*Required action*
Output every record exactly and leave each picture out.

◆ ◆ ◆

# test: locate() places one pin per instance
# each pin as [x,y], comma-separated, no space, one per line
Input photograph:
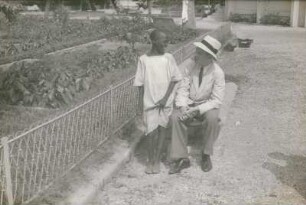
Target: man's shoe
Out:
[177,166]
[206,164]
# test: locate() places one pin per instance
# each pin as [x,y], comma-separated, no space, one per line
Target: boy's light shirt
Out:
[155,73]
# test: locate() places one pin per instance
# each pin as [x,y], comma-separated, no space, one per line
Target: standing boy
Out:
[156,76]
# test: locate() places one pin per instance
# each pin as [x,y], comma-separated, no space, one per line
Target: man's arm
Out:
[140,100]
[162,103]
[183,88]
[217,94]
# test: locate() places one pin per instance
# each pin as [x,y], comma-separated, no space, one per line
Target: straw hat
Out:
[209,45]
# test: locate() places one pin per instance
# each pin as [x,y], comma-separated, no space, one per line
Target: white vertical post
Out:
[259,11]
[111,109]
[228,8]
[7,171]
[295,7]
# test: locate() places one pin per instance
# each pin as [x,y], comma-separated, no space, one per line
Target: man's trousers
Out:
[209,132]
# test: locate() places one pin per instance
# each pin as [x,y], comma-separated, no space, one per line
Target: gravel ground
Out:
[260,157]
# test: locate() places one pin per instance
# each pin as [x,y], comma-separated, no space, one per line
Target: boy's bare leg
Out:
[159,148]
[151,146]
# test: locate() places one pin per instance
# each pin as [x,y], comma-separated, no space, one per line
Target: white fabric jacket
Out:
[208,95]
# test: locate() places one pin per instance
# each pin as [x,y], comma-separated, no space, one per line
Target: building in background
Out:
[291,12]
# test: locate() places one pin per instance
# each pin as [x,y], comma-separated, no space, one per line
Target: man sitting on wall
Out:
[199,97]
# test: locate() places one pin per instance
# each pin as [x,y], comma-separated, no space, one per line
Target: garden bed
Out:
[34,36]
[85,58]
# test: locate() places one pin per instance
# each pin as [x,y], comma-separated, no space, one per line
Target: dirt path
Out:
[260,157]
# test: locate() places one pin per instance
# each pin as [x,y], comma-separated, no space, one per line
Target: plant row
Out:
[51,83]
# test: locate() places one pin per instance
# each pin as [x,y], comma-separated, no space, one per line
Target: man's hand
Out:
[190,113]
[161,104]
[184,109]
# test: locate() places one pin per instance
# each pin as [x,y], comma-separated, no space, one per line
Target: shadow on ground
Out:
[293,174]
[194,140]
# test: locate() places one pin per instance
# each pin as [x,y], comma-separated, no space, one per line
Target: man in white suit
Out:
[199,97]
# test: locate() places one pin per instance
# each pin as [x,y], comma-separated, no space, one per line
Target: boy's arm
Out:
[140,100]
[162,103]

◆ ◆ ◆

*Expected output*
# test: locate() places one pin per instance
# each pin as [x,y], comma-separated, no space, one per line
Input photograph:
Target: man's shoe
Out:
[177,166]
[206,164]
# test: locate() places one pin per instance
# each pin as [x,y], comma-separated, no space, one per line
Target: boy's light shirt
Out:
[155,73]
# test: locate() places one pin per instance
# each pin as [x,y], comma-separated, no space, one per line
Target: standing boy
Out:
[156,76]
# test: locate() places one pin per instance
# each pin as [x,y], comma-separated, no space, one per line
Target: man's arm
Out:
[140,100]
[162,103]
[183,88]
[217,94]
# test: locate() places one pin per instance
# each pin as [x,y], comma-separated, no space, one per line
Target: straw hat
Out:
[209,45]
# test: locate() places one pin per instance
# each pin as [x,y], comma-separated, no space, one per line
Target: white vertical post
Out:
[259,11]
[111,109]
[228,8]
[7,171]
[295,7]
# test: locate() places one pin per instance
# each pin as [x,y], comma-separated, no space, one per line
Target: man's trousers
Out:
[209,132]
# test: locate() places one pin per instance
# each pin as [x,y], comma-separated, no space, one per line
Target: gravel ground
Out:
[260,157]
# test: locate() places one pin per instance
# each pin as [x,y], comma-separated, no space, one per line
Target: boy's bare leg
Out:
[159,148]
[151,146]
# test: locate() places one pin per instance
# each pin as [x,y], comma-separated, no space, one per line
Target: white fabric jacket
Out:
[208,95]
# test: locate() places one pin per instance
# each pin as [x,y], comma-separated, no space, one per line
Target: building in background
Out:
[291,12]
# test: locate() places one pin per instance
# each pin as [x,y], comma-separated, no space, one per line
Target: man sitting on wall
Out:
[199,97]
# test: locate() places one pin per instance
# each pin as [x,y], comma-separated, no space, one per line
Target: garden bed
Out:
[34,36]
[85,58]
# test: locate() places one pin per instance
# each pin as [x,y], comma-separated, no space, one per line
Target: dirt path
Out:
[260,157]
# test: locate() places one pin per instance
# each pin as [x,y], comma-separated, no space, one per line
Target: plant row
Out:
[51,83]
# test: locate() places one pin per instance
# each pin as [x,y], comma-separated, no space, one per line
Target: man's hand
Out:
[190,113]
[161,104]
[184,109]
# test: locate() places one pin per instance
# each pin as [x,y], comma-separated, no space, one per line
Target: shadow on ground
Out:
[293,174]
[194,140]
# test: locate() places one pin per instance
# each pin as [x,y], comma-separated, no space, one per line
Target: man in white suit
Out:
[199,97]
# test: locate() places one pin per instance
# each pin as [x,y], comma-separated, no space, one per line
Target: boy's arm
Out:
[140,100]
[162,103]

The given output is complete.